SET PROBLEM —
Write out the lines below, from the first one through the line that contains "[188,488,215,505]", inclusive. Shift every bounding box coordinate by -80, keep all other text unchanged, and omit the pictures.

··· ENTRIES SHOWN

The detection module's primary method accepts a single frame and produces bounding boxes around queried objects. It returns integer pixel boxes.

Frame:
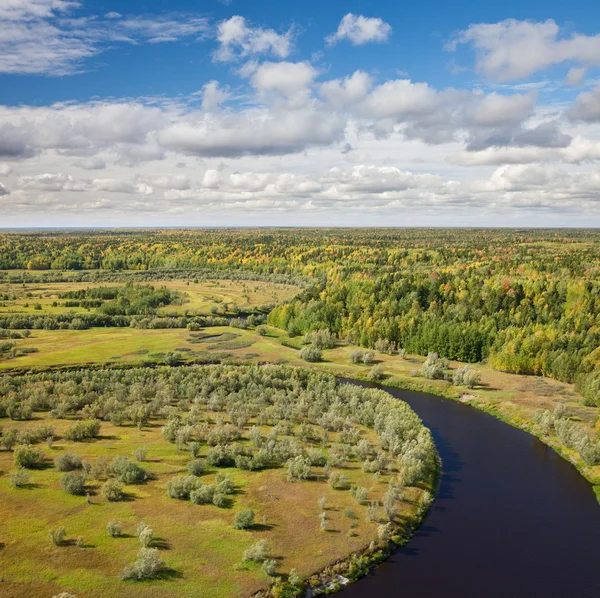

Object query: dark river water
[342,388,600,598]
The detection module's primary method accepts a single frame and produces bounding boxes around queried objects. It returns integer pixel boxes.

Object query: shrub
[288,569,302,586]
[167,475,202,500]
[106,521,123,538]
[101,478,125,502]
[64,419,100,442]
[60,471,86,496]
[121,548,165,581]
[421,353,448,380]
[287,455,312,482]
[299,345,323,363]
[108,455,148,484]
[54,453,83,471]
[48,526,67,546]
[136,522,154,548]
[213,492,227,509]
[263,559,277,577]
[13,445,44,469]
[133,446,148,462]
[350,486,369,505]
[0,428,19,451]
[206,444,235,467]
[452,366,481,388]
[327,471,350,490]
[189,484,215,505]
[369,363,385,382]
[374,338,396,355]
[233,509,254,529]
[216,473,235,494]
[8,469,31,488]
[350,349,375,365]
[304,329,337,349]
[306,448,327,467]
[244,540,271,563]
[187,459,206,476]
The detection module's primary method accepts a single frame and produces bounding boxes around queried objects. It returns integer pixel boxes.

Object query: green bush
[121,548,165,581]
[108,455,148,484]
[13,445,45,469]
[187,459,206,476]
[60,471,87,496]
[244,540,271,563]
[54,453,83,471]
[100,478,125,502]
[167,475,202,502]
[48,526,67,546]
[233,509,254,529]
[298,345,323,363]
[106,521,123,538]
[8,469,31,488]
[64,419,100,442]
[188,488,215,505]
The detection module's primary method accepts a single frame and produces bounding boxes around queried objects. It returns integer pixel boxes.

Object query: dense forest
[0,229,600,396]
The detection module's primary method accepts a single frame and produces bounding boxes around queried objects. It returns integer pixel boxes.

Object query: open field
[0,327,600,484]
[0,368,433,598]
[0,280,299,315]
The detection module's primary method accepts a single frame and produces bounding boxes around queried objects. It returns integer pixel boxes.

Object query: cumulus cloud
[567,85,600,123]
[202,80,231,111]
[326,12,392,46]
[564,67,587,87]
[251,62,317,96]
[447,19,600,81]
[0,0,208,75]
[213,15,293,62]
[158,106,345,158]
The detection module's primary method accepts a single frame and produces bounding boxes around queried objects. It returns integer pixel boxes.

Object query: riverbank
[0,326,600,500]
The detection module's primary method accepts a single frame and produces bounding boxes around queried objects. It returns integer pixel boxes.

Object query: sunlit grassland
[0,280,299,315]
[0,327,600,490]
[0,398,421,598]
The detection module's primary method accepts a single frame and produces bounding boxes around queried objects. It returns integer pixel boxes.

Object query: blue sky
[0,0,600,226]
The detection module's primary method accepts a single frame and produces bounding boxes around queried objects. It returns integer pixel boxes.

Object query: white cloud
[564,67,587,87]
[447,19,600,81]
[320,71,373,108]
[213,15,293,62]
[326,12,392,46]
[251,62,317,96]
[0,0,208,75]
[73,156,106,170]
[202,81,231,111]
[0,0,81,21]
[471,93,537,127]
[567,85,600,123]
[158,106,345,158]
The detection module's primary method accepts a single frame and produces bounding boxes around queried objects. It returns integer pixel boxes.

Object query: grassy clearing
[0,280,299,315]
[0,368,434,598]
[0,327,600,484]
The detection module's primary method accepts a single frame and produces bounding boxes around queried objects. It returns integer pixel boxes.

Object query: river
[342,381,600,598]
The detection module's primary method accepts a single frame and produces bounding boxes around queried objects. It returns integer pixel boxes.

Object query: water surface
[342,388,600,598]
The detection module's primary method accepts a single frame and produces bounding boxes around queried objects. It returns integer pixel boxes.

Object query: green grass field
[0,366,432,598]
[0,327,600,484]
[0,280,299,315]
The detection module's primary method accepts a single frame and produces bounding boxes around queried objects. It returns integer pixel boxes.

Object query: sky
[0,0,600,228]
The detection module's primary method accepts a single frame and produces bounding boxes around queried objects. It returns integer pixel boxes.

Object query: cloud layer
[0,9,600,225]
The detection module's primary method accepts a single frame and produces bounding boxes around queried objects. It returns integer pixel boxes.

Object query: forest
[0,229,600,396]
[0,366,438,598]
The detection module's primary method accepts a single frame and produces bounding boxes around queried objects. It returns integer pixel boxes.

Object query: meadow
[0,366,435,597]
[0,279,300,322]
[0,229,600,598]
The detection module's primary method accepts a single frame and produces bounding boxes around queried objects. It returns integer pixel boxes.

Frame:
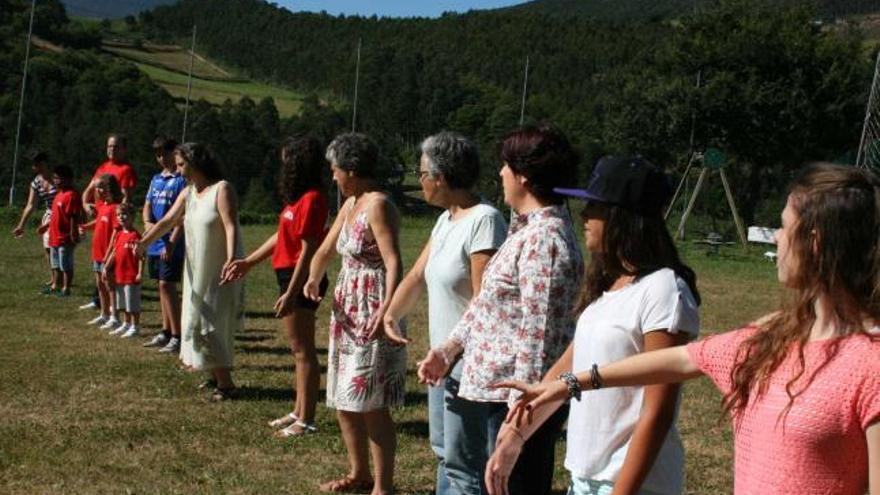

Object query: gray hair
[326,132,379,178]
[420,131,480,189]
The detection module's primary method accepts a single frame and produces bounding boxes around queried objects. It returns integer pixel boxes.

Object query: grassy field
[135,62,302,117]
[0,219,778,494]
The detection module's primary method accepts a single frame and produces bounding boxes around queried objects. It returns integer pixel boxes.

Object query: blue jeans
[428,378,507,495]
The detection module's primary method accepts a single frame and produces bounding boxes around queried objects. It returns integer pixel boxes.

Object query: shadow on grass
[403,390,428,406]
[395,420,430,438]
[235,334,272,342]
[235,386,293,402]
[235,344,327,356]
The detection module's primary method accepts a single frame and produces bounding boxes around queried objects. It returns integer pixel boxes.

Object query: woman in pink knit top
[497,164,880,495]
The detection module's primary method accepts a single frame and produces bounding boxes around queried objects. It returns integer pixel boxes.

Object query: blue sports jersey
[147,173,186,258]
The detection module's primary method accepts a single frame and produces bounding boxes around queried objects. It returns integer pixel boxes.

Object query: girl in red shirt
[103,203,144,338]
[224,137,330,438]
[82,174,122,328]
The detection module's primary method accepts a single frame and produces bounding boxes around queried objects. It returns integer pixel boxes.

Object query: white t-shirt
[565,268,700,494]
[425,203,507,380]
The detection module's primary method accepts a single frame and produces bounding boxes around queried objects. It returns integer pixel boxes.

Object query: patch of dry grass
[0,219,777,494]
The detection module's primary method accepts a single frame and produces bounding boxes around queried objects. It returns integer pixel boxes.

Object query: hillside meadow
[0,218,779,494]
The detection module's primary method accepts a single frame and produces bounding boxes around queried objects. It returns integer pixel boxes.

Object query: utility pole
[180,24,196,143]
[9,0,37,206]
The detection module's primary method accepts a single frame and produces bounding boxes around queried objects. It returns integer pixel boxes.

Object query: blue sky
[274,0,524,17]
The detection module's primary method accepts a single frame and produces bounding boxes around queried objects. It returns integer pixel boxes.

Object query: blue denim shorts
[49,244,76,272]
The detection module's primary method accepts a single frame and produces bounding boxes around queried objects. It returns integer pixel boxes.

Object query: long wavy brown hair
[576,205,700,313]
[723,163,880,420]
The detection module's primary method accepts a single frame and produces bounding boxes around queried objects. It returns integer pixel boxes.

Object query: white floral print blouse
[448,206,584,404]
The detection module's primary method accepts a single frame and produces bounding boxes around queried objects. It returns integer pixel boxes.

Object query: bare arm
[303,197,354,301]
[217,182,239,278]
[865,421,880,495]
[12,188,37,237]
[138,189,189,256]
[141,201,153,232]
[496,345,703,424]
[367,198,403,337]
[611,331,688,495]
[383,239,431,344]
[471,249,497,297]
[275,237,318,318]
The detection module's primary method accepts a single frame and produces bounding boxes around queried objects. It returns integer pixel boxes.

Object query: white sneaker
[88,315,110,327]
[98,316,122,330]
[144,333,171,347]
[159,337,180,354]
[120,325,141,339]
[107,322,128,336]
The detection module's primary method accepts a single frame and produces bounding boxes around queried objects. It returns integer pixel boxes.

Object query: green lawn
[0,219,778,494]
[135,63,302,117]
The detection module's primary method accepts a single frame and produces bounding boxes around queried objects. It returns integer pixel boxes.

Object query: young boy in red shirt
[103,203,144,339]
[44,165,83,297]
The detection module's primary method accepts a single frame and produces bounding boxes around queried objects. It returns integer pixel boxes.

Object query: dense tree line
[145,0,872,221]
[0,0,874,229]
[0,0,348,213]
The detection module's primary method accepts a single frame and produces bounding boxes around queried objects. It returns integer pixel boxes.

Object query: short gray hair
[326,132,379,178]
[420,131,480,189]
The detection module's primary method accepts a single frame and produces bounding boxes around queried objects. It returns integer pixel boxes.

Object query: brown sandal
[318,476,373,493]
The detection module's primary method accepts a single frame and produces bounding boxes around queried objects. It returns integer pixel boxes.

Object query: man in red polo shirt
[82,134,137,215]
[79,134,137,309]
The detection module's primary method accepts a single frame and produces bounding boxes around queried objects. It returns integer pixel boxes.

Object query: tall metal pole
[351,38,362,132]
[180,24,196,143]
[9,0,37,206]
[519,55,529,127]
[856,52,880,168]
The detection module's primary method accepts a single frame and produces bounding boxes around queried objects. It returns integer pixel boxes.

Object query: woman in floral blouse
[418,125,584,495]
[303,133,406,495]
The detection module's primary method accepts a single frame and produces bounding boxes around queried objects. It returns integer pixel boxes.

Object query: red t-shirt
[272,189,330,270]
[92,203,119,263]
[92,160,137,189]
[113,230,141,285]
[49,189,82,247]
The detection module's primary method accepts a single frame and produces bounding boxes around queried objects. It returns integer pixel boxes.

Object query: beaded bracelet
[590,363,602,390]
[559,371,581,400]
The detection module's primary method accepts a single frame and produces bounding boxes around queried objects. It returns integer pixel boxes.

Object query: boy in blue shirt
[143,137,186,353]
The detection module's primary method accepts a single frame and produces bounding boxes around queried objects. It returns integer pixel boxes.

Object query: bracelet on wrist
[559,371,581,401]
[590,363,603,390]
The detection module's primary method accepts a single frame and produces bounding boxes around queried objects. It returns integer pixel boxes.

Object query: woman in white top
[485,157,700,495]
[384,132,507,495]
[138,143,244,402]
[12,151,57,290]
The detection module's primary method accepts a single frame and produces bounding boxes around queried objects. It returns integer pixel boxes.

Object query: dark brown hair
[578,204,700,311]
[278,136,327,204]
[723,163,880,419]
[174,143,223,182]
[501,123,580,204]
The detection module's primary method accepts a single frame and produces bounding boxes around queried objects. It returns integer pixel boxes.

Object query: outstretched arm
[496,345,702,430]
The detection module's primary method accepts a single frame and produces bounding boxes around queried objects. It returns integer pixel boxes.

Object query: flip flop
[318,476,373,493]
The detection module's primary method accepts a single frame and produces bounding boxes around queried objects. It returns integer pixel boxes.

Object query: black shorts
[147,256,183,282]
[275,268,329,311]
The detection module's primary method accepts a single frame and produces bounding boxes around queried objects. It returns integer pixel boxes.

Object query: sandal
[275,420,320,440]
[197,380,217,390]
[269,412,299,428]
[318,476,373,493]
[211,387,236,402]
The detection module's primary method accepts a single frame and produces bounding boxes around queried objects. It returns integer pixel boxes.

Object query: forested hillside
[0,0,347,212]
[64,0,175,19]
[146,0,873,220]
[507,0,880,22]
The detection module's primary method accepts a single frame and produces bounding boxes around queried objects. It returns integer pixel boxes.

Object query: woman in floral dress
[303,133,406,495]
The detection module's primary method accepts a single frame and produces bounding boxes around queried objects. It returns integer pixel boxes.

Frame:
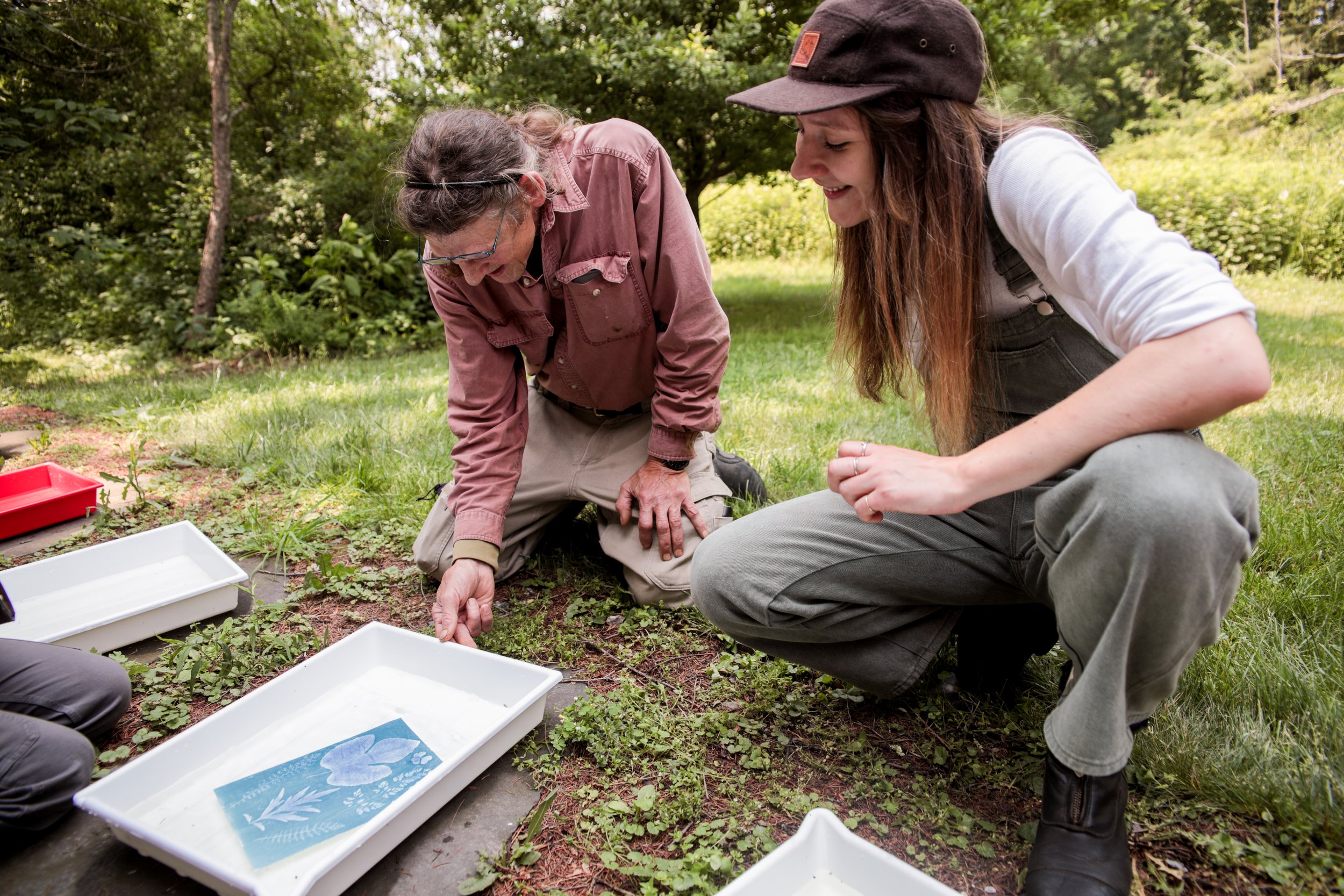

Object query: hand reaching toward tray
[430,557,495,648]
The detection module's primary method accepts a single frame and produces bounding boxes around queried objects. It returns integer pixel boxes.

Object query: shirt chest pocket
[555,253,653,345]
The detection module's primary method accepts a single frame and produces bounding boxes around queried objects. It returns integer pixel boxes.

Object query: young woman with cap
[397,106,760,636]
[692,0,1270,896]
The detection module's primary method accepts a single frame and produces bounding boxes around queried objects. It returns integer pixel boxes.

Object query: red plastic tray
[0,463,102,539]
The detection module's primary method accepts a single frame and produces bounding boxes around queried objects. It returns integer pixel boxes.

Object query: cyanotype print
[215,719,440,868]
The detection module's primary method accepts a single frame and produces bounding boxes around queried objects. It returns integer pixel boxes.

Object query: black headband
[406,175,521,189]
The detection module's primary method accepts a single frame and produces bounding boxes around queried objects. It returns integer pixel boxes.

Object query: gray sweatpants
[691,433,1260,775]
[0,640,131,832]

······

ANSWER TO THIS PROBLEM —
The detection module's primary method accepts a single frame and produces bounding boxes around queried objects. It returns integer pixel boxes.

Frame:

Object query: dark river water
[262,308,520,518]
The detection module's primary method accepts a single frame and produces bounding boxes around queried objects. It returns integer pixel boxes.

Object query: shrub
[208,489,222,506]
[87,395,122,420]
[26,441,43,458]
[21,398,45,422]
[-16,339,20,362]
[-20,391,6,416]
[41,468,85,501]
[341,273,368,300]
[207,375,232,402]
[219,265,243,283]
[28,375,68,404]
[-26,373,3,391]
[-32,446,-13,466]
[56,442,74,468]
[133,412,147,429]
[183,479,197,497]
[-67,365,-36,389]
[53,366,68,382]
[270,406,289,425]
[-80,348,-61,371]
[126,364,155,387]
[372,286,401,308]
[247,391,270,410]
[109,404,135,425]
[289,283,305,302]
[294,258,316,275]
[153,429,174,449]
[136,393,155,414]
[-72,389,-49,408]
[270,269,295,285]
[224,249,257,269]
[226,368,247,387]
[164,460,191,483]
[107,379,126,396]
The detection module's primary method accepts a single frame and produces bounding boxes around queried objects. It returns integer pixel boxes.

Object query: green bush
[41,468,85,501]
[28,375,68,404]
[-67,365,-35,389]
[107,379,126,396]
[-20,391,7,416]
[164,460,191,483]
[-26,373,3,391]
[20,398,45,422]
[87,395,122,422]
[-32,446,-13,466]
[153,429,174,449]
[218,265,243,283]
[26,441,43,458]
[-72,389,-49,408]
[-16,339,20,362]
[108,408,135,425]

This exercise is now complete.